#### Text passage
Yacht club members don’t all have boats

My only boat is a red canoe perched on sawhorses in the back yard. But lack of a larger vessel hasn’t kept me from the Everett Yacht Club over the years.

At my wedding rehearsal dinner in 1982, family from out of town enjoyed a Port Gardner view from the club’s dining room. For years, an annual auction benefiting my children’s school was held at the yacht club building.

On Saturday, I once again attended that auction – at the Holiday Inn in Everett.

“That’s a long way from the water,” Don Loken of Everett said.

He’s right. The newly renovated Holiday Inn is a fine meeting place for a large group, but there’s no waterfront view.

Loken was commodore of the Everett Yacht Club in 1968, the year the club opened its multilevel, $500,000 facility overlooking the 14th Street yacht basin. During the club’s heyday, it was a thriving boating and social organization.

Bob Johnson, another former commodore, recalls when hundreds of members weren’t boaters at all.

“I remember taking my family there for Easter brunch,” Johnson said.
########
#### Data records
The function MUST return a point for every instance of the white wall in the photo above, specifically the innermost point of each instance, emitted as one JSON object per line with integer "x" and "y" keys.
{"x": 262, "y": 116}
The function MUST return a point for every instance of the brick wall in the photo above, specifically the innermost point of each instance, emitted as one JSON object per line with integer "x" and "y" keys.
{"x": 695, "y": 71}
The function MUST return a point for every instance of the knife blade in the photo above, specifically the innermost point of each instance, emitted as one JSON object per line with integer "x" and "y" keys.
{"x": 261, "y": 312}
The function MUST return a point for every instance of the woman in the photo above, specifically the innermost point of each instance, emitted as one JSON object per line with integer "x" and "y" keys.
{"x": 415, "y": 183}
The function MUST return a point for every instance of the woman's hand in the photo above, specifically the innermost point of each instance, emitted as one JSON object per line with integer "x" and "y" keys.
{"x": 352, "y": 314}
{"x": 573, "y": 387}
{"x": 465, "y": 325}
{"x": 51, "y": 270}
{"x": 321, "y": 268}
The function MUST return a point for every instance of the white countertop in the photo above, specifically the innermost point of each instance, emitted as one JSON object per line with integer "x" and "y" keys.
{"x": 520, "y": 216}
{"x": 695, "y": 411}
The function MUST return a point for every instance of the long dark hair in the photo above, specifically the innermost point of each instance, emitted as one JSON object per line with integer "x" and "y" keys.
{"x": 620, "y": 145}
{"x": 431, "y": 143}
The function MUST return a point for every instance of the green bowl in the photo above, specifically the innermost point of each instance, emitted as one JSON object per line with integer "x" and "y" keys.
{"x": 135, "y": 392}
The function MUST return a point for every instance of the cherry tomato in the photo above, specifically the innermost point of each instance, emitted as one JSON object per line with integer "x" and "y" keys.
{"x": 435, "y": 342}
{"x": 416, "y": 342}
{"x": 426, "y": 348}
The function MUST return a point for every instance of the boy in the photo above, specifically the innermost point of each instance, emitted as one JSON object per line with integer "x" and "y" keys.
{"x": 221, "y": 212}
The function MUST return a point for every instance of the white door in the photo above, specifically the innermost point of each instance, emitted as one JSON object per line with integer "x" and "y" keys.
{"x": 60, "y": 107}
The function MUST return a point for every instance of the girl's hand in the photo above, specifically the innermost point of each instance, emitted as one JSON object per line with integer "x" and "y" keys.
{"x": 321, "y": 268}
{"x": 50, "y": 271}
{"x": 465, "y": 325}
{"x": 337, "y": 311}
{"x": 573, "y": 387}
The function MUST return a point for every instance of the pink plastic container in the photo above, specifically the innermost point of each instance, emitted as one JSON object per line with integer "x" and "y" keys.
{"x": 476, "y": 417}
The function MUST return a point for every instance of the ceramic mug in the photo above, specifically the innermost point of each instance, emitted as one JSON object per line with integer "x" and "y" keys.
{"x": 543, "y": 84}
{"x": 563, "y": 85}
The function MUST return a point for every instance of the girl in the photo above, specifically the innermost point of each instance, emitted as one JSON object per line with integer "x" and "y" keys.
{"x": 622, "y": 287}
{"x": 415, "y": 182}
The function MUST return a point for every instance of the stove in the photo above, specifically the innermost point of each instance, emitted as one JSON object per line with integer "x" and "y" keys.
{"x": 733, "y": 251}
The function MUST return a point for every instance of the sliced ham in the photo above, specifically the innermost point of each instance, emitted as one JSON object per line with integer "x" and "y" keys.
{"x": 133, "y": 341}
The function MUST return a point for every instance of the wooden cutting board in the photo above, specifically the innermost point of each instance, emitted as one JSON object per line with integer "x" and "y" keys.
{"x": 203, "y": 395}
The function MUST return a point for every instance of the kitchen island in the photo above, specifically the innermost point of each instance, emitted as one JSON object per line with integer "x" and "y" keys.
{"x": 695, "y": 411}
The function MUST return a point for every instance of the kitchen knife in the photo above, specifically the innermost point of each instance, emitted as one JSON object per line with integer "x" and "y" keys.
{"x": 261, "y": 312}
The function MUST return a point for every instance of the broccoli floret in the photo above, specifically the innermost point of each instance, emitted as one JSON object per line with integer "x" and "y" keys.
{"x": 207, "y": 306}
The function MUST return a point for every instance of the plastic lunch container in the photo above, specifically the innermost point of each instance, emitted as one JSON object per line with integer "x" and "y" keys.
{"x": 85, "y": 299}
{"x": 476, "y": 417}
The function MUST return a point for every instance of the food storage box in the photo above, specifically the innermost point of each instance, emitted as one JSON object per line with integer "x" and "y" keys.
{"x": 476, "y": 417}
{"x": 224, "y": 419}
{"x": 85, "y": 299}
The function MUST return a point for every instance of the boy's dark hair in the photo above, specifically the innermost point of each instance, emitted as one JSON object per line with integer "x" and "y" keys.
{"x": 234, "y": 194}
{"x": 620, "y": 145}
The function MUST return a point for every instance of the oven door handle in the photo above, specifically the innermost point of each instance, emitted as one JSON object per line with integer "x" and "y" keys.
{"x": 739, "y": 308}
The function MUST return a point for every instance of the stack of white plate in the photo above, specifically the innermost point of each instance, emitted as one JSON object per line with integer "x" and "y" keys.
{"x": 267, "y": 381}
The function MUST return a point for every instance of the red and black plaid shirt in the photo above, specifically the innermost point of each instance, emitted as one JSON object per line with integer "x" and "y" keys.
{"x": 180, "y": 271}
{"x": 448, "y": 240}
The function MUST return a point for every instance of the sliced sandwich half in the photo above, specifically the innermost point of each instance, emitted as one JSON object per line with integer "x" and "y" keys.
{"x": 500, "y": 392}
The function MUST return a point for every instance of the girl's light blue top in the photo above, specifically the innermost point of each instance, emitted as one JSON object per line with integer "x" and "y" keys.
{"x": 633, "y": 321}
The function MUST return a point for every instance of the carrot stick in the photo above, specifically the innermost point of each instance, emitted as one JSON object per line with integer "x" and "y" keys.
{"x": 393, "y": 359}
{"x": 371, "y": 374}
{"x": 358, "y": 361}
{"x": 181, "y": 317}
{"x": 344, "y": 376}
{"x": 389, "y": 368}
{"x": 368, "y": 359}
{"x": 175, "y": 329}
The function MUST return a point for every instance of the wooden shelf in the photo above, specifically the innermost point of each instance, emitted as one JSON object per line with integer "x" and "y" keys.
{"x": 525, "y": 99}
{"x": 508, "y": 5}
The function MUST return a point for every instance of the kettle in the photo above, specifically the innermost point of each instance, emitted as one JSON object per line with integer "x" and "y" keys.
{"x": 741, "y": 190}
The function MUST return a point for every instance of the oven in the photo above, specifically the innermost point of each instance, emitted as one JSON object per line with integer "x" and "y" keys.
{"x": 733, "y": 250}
########
#### Data records
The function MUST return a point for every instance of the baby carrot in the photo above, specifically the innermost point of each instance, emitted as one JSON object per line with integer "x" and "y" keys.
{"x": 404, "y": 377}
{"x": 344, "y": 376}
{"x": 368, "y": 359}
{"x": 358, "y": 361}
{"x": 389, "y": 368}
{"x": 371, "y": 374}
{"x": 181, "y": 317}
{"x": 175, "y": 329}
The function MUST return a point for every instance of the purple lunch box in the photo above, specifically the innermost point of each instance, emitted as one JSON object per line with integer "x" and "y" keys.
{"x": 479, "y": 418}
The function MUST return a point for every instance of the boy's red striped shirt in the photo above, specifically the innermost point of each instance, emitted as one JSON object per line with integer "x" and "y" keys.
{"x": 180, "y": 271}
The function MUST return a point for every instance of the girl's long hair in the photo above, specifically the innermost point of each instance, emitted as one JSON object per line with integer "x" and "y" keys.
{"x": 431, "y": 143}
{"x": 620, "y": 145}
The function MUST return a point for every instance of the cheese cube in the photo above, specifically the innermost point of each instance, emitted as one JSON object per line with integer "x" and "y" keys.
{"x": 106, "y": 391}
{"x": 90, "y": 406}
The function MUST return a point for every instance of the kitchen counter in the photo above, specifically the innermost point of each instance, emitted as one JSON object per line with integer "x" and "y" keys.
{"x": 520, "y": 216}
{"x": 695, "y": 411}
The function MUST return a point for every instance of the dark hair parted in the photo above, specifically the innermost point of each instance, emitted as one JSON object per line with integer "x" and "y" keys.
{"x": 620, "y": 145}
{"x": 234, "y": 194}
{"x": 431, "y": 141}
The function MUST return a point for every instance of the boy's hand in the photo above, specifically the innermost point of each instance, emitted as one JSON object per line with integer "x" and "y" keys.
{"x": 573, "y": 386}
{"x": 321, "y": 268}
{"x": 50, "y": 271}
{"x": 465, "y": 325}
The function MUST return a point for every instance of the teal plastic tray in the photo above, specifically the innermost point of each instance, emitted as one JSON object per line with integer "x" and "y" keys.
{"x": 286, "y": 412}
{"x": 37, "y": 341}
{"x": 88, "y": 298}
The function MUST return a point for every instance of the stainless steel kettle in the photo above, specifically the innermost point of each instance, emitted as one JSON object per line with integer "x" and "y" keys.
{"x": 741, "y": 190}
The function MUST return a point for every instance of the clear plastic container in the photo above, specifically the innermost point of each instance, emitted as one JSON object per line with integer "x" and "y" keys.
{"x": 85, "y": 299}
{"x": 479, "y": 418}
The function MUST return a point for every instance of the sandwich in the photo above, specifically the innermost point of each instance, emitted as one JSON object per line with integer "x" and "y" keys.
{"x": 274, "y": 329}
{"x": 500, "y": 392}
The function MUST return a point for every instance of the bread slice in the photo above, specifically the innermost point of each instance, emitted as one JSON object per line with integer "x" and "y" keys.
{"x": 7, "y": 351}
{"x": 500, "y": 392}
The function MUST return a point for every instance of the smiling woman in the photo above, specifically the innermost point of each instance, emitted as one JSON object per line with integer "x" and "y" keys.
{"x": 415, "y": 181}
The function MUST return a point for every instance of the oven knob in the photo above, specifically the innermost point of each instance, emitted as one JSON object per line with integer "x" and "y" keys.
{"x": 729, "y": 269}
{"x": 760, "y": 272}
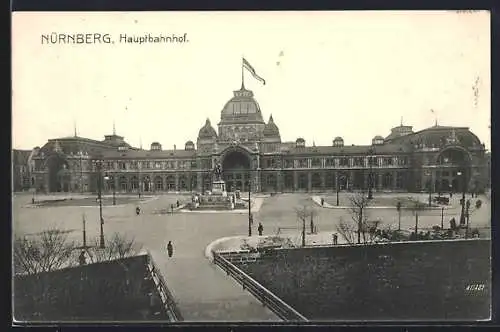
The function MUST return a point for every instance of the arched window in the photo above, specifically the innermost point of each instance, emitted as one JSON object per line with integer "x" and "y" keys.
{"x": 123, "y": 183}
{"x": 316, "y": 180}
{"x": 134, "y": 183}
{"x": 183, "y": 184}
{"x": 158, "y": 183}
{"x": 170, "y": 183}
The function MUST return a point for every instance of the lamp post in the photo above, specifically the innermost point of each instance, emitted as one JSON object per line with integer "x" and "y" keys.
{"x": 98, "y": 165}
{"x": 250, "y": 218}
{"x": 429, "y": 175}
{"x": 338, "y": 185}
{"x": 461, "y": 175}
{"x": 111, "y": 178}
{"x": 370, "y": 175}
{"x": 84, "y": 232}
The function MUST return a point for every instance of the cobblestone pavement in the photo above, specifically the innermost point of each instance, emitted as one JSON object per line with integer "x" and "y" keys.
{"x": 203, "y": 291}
########
#### Data records
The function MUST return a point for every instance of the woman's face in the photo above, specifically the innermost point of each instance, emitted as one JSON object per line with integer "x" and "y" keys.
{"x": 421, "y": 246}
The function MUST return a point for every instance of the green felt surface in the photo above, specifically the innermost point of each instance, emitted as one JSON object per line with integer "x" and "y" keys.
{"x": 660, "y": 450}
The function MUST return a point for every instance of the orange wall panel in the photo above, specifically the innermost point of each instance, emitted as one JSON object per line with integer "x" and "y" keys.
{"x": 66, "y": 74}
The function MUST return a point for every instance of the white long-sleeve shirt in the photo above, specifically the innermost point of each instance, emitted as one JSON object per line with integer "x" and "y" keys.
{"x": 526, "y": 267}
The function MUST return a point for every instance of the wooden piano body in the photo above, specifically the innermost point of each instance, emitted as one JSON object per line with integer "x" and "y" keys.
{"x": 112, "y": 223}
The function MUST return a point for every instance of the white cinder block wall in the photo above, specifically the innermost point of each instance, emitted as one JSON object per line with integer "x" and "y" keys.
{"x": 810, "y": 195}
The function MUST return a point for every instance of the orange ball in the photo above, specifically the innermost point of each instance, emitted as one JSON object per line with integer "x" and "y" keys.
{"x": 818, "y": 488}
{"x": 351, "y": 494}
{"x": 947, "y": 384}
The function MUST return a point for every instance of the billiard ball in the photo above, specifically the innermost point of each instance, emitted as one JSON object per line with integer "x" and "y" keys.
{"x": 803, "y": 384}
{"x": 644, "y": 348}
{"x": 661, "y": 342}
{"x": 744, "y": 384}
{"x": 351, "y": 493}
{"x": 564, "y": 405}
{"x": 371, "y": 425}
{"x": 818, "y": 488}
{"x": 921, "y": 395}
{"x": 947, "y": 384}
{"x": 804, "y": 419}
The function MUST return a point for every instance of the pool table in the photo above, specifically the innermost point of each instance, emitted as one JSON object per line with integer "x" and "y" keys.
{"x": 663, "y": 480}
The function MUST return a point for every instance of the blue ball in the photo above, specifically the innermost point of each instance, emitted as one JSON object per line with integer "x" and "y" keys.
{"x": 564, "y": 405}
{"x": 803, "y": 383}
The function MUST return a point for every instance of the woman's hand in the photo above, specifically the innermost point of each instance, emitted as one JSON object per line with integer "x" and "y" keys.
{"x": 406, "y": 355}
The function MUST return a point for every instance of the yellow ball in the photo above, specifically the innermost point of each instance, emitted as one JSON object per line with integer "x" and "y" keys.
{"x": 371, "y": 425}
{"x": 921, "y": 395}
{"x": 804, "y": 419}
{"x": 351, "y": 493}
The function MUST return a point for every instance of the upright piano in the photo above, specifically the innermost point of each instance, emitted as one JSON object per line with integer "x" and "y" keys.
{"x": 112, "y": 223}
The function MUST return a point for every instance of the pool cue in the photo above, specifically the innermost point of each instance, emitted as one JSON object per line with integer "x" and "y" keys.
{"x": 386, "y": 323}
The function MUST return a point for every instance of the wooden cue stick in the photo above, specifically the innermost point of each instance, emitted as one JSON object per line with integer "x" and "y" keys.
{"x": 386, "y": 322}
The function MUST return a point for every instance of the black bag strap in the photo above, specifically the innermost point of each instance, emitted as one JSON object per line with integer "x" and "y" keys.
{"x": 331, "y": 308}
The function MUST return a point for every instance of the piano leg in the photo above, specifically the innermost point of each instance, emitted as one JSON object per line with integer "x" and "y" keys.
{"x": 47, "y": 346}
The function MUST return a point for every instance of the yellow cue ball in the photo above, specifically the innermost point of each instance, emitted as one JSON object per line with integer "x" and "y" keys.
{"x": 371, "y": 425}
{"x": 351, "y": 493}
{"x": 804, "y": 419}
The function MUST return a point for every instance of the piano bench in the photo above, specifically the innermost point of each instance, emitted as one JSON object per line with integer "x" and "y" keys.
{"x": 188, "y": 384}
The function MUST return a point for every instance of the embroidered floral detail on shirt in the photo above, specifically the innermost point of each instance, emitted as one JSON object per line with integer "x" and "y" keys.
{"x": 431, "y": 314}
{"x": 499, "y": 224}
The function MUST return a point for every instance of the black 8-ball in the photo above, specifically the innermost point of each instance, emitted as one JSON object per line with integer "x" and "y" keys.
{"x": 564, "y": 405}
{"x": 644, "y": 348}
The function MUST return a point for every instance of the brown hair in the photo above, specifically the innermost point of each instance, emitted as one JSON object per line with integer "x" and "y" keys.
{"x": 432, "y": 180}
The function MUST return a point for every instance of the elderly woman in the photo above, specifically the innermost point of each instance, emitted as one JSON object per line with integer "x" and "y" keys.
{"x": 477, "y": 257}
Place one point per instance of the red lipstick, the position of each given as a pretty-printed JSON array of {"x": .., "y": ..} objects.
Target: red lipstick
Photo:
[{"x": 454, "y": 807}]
########
Task statement » Revise the yacht club piece, starting at "Yacht club members" and ending at "of Everett said.", and write "fundraiser" wherever "auction" appears. The rows are separate material, unrelated to the yacht club piece.

Output of the task »
Yacht club members don’t all have boats

My only boat is a red canoe perched on sawhorses in the back yard. But lack of a larger vessel hasn’t kept me from the Everett Yacht Club over the years.

At my wedding rehearsal dinner in 1982, family from out of town enjoyed a Port Gardner view from the club’s dining room. For years, an annual fundraiser benefiting my children’s school was held at the yacht club building.

On Saturday, I once again attended that fundraiser – at the Holiday Inn in Everett.

“That’s a long way from the water,” Don Loken of Everett said.